[Instructions to follow] Update the listing below by changing every "localization endpoint" to "detection service" and leaving everything else the same.

Detection annotation records
=====

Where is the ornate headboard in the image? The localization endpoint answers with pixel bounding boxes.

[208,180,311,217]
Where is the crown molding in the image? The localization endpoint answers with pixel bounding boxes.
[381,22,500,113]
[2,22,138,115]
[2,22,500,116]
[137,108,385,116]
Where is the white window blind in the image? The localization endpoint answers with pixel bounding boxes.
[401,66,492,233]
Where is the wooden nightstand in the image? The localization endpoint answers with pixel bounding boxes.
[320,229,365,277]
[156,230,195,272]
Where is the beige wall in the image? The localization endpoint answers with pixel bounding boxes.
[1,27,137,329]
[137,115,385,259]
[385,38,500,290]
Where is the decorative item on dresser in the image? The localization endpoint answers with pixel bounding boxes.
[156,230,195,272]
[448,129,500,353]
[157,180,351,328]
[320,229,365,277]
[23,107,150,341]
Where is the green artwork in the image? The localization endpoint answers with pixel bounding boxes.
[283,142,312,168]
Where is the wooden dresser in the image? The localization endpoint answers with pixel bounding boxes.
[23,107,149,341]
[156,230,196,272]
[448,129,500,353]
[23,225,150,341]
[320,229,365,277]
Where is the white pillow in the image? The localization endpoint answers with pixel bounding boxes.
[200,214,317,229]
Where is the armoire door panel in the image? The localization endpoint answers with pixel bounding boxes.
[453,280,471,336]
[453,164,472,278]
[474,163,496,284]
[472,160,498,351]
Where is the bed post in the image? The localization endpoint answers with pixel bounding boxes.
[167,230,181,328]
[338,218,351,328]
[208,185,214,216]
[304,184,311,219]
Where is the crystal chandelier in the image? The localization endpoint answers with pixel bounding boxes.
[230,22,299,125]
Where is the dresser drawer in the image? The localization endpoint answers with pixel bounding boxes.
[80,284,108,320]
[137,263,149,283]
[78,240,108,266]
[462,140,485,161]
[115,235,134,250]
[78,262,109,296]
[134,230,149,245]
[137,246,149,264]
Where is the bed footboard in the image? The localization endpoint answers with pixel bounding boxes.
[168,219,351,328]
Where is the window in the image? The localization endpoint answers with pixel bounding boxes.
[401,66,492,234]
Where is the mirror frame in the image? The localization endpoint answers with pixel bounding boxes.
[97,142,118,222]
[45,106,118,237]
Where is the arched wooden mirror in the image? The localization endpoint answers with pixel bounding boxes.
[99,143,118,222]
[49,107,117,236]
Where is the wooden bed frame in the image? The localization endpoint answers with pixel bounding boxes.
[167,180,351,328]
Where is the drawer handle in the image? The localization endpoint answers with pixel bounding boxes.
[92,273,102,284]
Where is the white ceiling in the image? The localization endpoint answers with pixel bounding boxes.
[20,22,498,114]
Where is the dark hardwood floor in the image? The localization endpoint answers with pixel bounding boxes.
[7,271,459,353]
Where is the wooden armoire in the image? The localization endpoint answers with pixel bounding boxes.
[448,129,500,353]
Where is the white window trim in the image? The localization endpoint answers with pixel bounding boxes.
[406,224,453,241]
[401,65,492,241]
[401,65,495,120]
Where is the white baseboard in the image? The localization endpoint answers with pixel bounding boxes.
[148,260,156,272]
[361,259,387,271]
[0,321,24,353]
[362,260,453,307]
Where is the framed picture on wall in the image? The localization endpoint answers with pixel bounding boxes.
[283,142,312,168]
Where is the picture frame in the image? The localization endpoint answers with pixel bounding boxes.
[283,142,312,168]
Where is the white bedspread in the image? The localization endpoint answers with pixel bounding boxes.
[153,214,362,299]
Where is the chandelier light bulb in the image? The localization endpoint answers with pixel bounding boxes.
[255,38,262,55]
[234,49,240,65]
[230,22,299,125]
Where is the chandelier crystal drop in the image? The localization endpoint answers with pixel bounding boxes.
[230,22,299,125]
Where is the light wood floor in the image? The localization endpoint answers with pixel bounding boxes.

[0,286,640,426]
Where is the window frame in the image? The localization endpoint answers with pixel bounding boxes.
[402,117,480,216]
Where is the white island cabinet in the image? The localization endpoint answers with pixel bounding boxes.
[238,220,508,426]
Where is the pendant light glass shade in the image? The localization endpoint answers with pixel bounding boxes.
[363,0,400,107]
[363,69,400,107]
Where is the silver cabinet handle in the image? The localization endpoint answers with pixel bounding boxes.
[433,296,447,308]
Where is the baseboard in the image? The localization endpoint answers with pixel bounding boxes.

=====

[The result]
Where is the ornate headboard in the image? The detection service answers with pixel bounding boxes.

[208,180,311,217]
Where is the crown molding in the image? The detection service answers with pixel bounding boxes.
[381,22,500,113]
[2,22,138,115]
[2,22,500,116]
[137,108,385,116]
Where is the white window blind in the image? The detection service answers with pixel bounding boxes.
[401,66,492,233]
Where is the wooden nightstand in the image? The detection service answers with pixel bounding boxes.
[320,229,365,277]
[156,230,195,272]
Where is the beige wall in the image? The detection service answers with pixel bounding boxes.
[1,27,137,329]
[137,115,385,259]
[385,38,500,290]
Where is the decorative item on dresser in the image? The detection service answers with pixel bounding boxes.
[156,230,195,272]
[448,129,500,353]
[157,180,351,328]
[320,229,365,277]
[23,107,150,341]
Where is the green artwork in the image? The detection service answers with pixel bounding boxes.
[283,142,312,168]
Where is the wooden dresser in the image? The detection service answers with pixel bounding boxes.
[23,107,149,341]
[156,230,196,272]
[448,129,500,353]
[23,225,150,341]
[320,229,365,277]
Where is the white pillow in the image? The detection service answers with pixel bounding boxes.
[200,214,317,229]
Where is the armoire door panel in the image? The detection service answers with pixel bounding boxes.
[453,280,471,336]
[453,164,472,278]
[474,163,496,284]
[472,160,498,351]
Where is the bed post in the image? The detection service answers with pixel bounding boxes.
[167,230,181,328]
[338,218,351,328]
[208,185,214,216]
[304,184,311,219]
Where is the crystal chandelier in the image? The detection service answers with pixel bounding boxes.
[230,22,299,125]
Where is the dresser drawer in the image? The detection service answers with pixel bounding boxes.
[80,284,108,320]
[137,263,149,283]
[78,240,108,266]
[462,140,485,161]
[115,235,134,250]
[78,262,109,296]
[134,230,149,245]
[137,246,149,264]
Where is the bed footboard in the image? The detection service answers with pixel bounding boxes.
[168,219,351,328]
Where is the window in the image? The detection service answers with pixel bounding boxes.
[401,66,492,234]
Where is the mirror frame in the image? The detection service answers with pixel bounding boxes.
[97,142,118,222]
[45,106,118,237]
Where is the arched wooden mirror in the image? The detection service answers with pixel bounding boxes.
[99,143,118,222]
[49,107,117,236]
Where is the wooden bed frame in the image? The detection service answers with pixel bounding boxes.
[167,180,351,328]
Where is the drawer handle in the image? The detection service answers with pixel bounding boxes.
[92,273,102,284]
Where is the white ceiling in the image? The detection service answers with pixel bounding boxes.
[20,22,498,114]
Where is the dark hardwood floor in the image? The detection service answers with pixel bounding boxes.
[7,271,459,353]
Where is the wooden armoire in the image? The detection service answers with pixel bounding boxes.
[448,129,500,353]
Where is the white window trim in the image? The detection service answers with pixel bounding boxes.
[406,224,453,241]
[401,65,492,241]
[401,65,495,120]
Where is the white baseboard in the image? The detection service answers with pixel bounding boxes.
[148,260,156,272]
[361,259,387,271]
[0,321,24,353]
[362,260,453,307]
Where is the framed picture on wall in the image? The detection service answers with pixel bounding boxes.
[283,142,312,168]
Where is the picture frame in the image? The detection service answers with pixel bounding boxes.
[283,142,312,168]
Where is the white bedspread in the image? The detection service answers with pixel bounding boxes.
[153,214,362,299]
Where is the chandelier light bulb in the image? The detection service answers with pixel bounding boxes.
[255,38,262,55]
[234,49,240,65]
[230,22,299,125]
Where is the chandelier crystal drop in the image? The detection service answers with pixel bounding boxes.
[230,22,299,125]
Where is the light wood floor in the image? The detection service answers with pixel bounding boxes.

[0,286,640,426]
Where is the window frame in the image? The detection service answers with pixel bounding boxes.
[402,117,480,216]
Where is the white island cabinet in the image? The detection service answers with pixel bounding boxes.
[238,220,508,426]
Where is the pendant light glass shade in the image? The detection service answers with pixel bounding boxes.
[363,0,400,107]
[363,69,400,107]
Where is the silver cabinet handle in the image? The detection service answers with pixel bounding boxes.
[433,296,447,308]
Where is the baseboard in the image? The detection service answers with pixel bounding boxes.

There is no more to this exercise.